Supplied material:
┌──

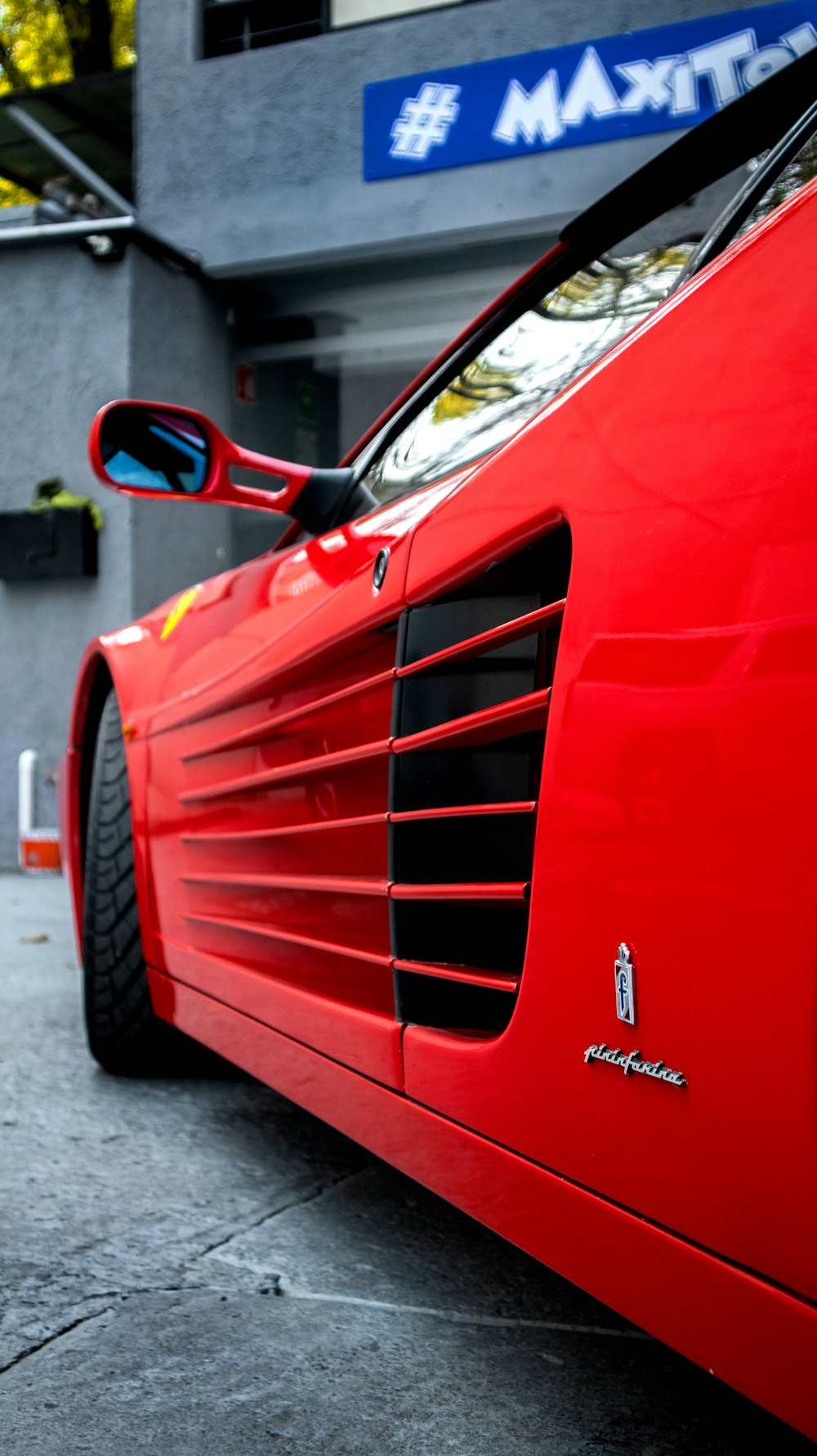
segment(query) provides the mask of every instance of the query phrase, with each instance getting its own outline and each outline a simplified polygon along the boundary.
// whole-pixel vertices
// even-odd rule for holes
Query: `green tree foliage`
[[[0,95],[133,66],[135,0],[0,0]],[[0,207],[32,202],[0,178]]]

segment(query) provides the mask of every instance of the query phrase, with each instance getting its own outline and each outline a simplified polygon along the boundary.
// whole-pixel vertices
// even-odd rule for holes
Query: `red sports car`
[[[63,773],[103,1067],[204,1042],[813,1437],[816,96],[683,135],[335,470],[103,409],[106,485],[293,524],[92,642]]]

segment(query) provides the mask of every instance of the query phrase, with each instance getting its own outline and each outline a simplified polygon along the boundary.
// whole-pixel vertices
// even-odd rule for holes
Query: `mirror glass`
[[[99,446],[117,485],[195,495],[210,476],[210,444],[188,415],[117,405],[102,422]]]

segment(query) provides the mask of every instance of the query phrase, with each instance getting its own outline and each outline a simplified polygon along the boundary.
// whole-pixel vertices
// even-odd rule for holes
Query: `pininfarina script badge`
[[[622,1051],[620,1047],[610,1050],[604,1041],[597,1047],[588,1047],[584,1053],[584,1060],[588,1063],[609,1061],[613,1067],[620,1067],[625,1077],[629,1077],[634,1072],[641,1072],[645,1077],[655,1077],[658,1082],[671,1082],[676,1088],[686,1086],[683,1072],[673,1072],[663,1061],[645,1061],[641,1051]]]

└──

Task prompt:
Return all of the lines above, character for character, with the pictures left out.

Result of this task:
segment(query) provides the mask of every instance of the query phrase, with each instance getting its own outline and each outline a simplified polygon along the boundary.
// whole-pixel vertices
// even-odd rule for holes
Query: `green tree foliage`
[[[0,95],[133,66],[135,0],[0,0]],[[0,207],[32,202],[0,178]]]

segment(query) provides the mask of every instance of the query phrase, with each instance getting its own outline and each outline a simplified polygon along the boundary.
// whole-pixel vertices
// even-odd rule for holes
Query: `red sports car`
[[[63,773],[103,1067],[204,1042],[813,1437],[816,96],[683,135],[335,470],[103,409],[106,485],[293,524],[92,642]]]

segment(query) provides the mask of every instance of the query phrase, with each instance getting its own outline and each outline a simplified polygon along the boundary.
// whole-pixel vertices
// even-odd rule for holes
Query: `mirror glass`
[[[99,446],[117,485],[195,495],[210,476],[210,444],[188,415],[117,405],[102,422]]]

segment(query) provides the mask of every instance of the query phrase, with each instance getting its own outline and each outline a simplified polygon along the boundary.
// whole-pixel vertices
// even-odd rule for holes
Query: `pininfarina script badge`
[[[622,1051],[620,1047],[610,1050],[604,1041],[597,1047],[588,1047],[584,1053],[584,1060],[588,1063],[609,1061],[613,1067],[620,1067],[625,1077],[629,1077],[634,1072],[641,1072],[645,1077],[655,1077],[658,1082],[671,1082],[676,1088],[686,1086],[683,1072],[673,1072],[663,1061],[645,1061],[641,1051]]]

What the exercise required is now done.